═════ MATERIAL
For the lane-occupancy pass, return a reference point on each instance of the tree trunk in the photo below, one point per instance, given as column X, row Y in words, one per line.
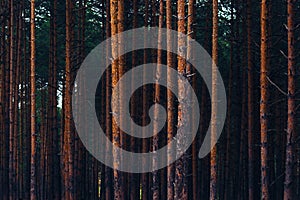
column 33, row 186
column 170, row 104
column 263, row 103
column 213, row 154
column 250, row 102
column 68, row 132
column 291, row 123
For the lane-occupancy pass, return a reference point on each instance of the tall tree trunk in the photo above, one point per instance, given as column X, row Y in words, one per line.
column 12, row 173
column 68, row 132
column 181, row 189
column 291, row 123
column 213, row 154
column 115, row 103
column 33, row 186
column 145, row 141
column 263, row 103
column 134, row 180
column 250, row 102
column 108, row 120
column 170, row 104
column 157, row 100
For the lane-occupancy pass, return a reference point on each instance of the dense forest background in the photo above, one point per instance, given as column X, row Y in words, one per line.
column 256, row 46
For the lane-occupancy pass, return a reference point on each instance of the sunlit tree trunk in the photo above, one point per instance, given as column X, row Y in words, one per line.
column 108, row 130
column 68, row 132
column 263, row 103
column 33, row 186
column 250, row 101
column 157, row 100
column 213, row 153
column 145, row 142
column 134, row 180
column 170, row 104
column 291, row 123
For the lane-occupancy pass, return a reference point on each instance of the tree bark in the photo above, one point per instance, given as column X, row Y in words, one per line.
column 213, row 153
column 263, row 103
column 33, row 186
column 291, row 123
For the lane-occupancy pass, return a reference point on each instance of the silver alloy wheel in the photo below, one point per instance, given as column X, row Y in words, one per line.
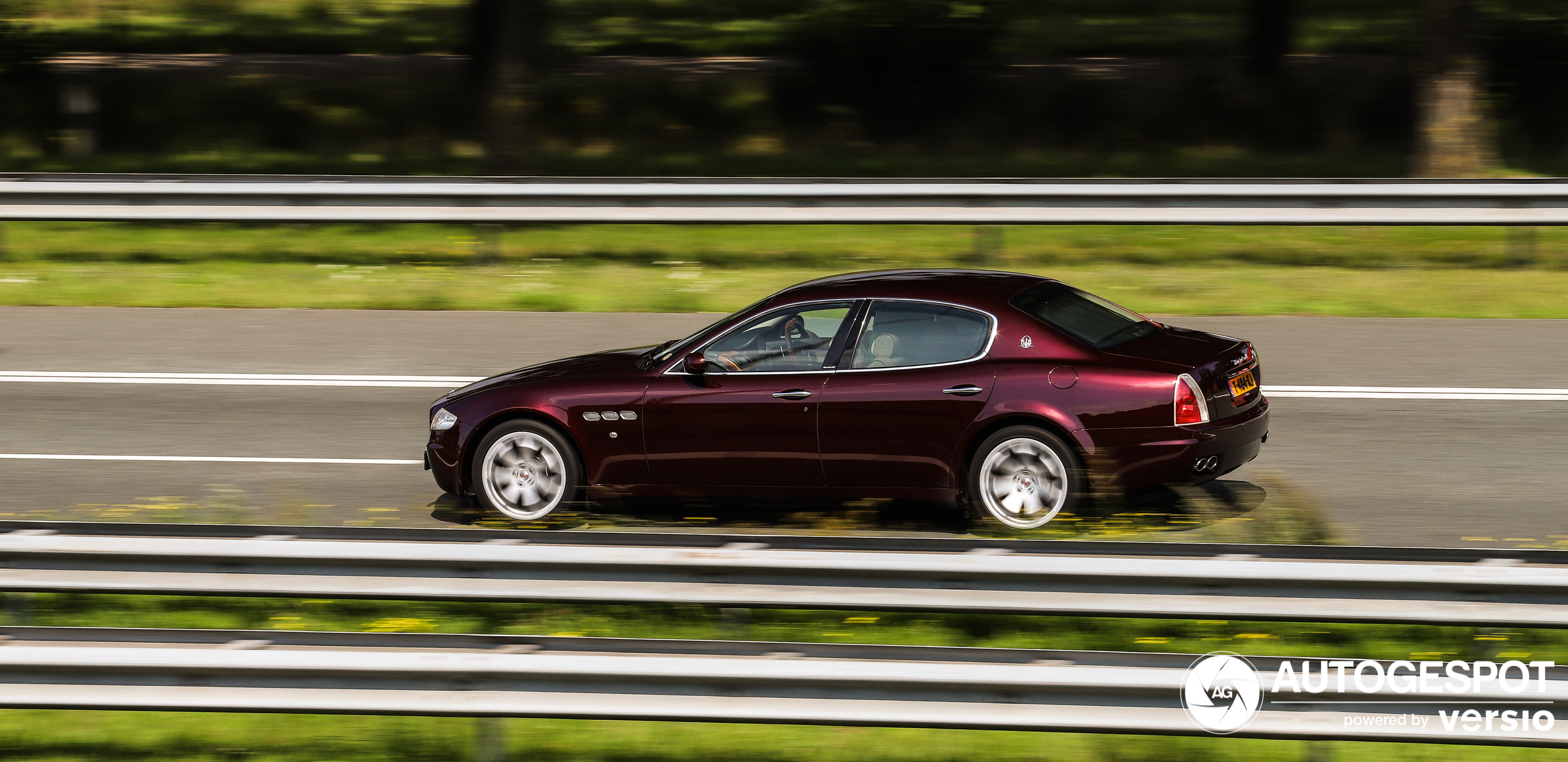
══════════
_EXERCISE DIRECTIONS_.
Which lines in the data above contain the word "tree"? Report each of them in full.

_THE RESULT_.
For the lane-occupancy pass, return a reference point on each instance of the tree trunk in the photo below, one point per instance, given as column X, row Y in words, one per line.
For the lane-occupancy pass, return a reference point on each instance of the tall tree trunk in the photo above, one point per instance, given as column X, row Y in words, one per line.
For the lane-occupancy pass, return a reference point on each instance of the sunlit tree trunk in the photo above, one point per instance, given as column X, row Y in words, one per line.
For the lane-occupancy pass, return a reference point on each instance of the tree bark in the photo above, one point per instance, given as column X, row Y in words, one per line.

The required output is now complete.